(Excerpts of pointing data)
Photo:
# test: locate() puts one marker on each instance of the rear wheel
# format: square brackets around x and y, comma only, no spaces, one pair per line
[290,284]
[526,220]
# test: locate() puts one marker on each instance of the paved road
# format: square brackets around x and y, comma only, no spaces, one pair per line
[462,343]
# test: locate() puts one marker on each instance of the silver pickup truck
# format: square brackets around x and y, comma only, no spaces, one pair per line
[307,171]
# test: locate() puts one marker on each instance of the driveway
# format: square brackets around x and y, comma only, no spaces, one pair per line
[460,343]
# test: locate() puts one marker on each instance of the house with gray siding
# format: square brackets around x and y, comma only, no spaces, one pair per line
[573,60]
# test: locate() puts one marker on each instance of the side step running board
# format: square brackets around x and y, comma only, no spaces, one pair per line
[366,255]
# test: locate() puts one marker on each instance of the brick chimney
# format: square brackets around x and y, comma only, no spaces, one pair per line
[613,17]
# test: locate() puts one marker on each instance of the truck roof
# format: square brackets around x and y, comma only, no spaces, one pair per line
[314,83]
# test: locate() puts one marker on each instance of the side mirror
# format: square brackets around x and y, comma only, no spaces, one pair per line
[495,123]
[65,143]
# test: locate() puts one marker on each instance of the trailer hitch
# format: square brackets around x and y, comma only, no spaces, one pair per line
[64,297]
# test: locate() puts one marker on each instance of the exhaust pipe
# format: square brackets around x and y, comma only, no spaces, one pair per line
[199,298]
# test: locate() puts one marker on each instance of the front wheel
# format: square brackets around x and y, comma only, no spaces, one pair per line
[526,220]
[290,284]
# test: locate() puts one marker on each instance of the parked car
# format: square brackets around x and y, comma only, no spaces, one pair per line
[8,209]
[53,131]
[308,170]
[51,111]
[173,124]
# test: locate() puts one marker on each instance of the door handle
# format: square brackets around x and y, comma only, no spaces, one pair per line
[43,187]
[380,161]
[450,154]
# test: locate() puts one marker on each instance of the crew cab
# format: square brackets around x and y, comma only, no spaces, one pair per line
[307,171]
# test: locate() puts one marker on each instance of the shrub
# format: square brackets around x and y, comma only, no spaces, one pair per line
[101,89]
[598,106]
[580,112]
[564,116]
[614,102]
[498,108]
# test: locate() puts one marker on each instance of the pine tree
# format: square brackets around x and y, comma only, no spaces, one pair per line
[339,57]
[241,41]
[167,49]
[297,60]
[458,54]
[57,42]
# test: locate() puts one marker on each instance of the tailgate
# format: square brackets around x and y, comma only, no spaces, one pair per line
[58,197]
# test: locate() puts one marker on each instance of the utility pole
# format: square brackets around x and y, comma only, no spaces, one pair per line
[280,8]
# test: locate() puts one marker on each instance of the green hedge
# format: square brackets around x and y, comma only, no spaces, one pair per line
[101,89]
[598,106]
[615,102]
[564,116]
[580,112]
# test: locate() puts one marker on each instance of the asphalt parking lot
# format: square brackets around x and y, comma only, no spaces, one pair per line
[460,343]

### Task objective
Exact repetition is required for the lines from the one that contains "the utility pole" through the final line; leave out everything else.

### Output of the exercise
# test: locate() puts one marker on each instance of the utility pole
# format: square brackets around x and y, comma only, no spaces, one pair per line
[280,8]
# test: locate() puts one marker on each instance of the green hedge
# format: square brackets around x and y, comma only, no spaces, one pair per line
[101,89]
[598,106]
[615,102]
[564,116]
[580,112]
# test: locate() puts one marker on each instance of the asphalt parking lot
# format: square brackets around x and y, comma only, no spaces, one pair per line
[460,343]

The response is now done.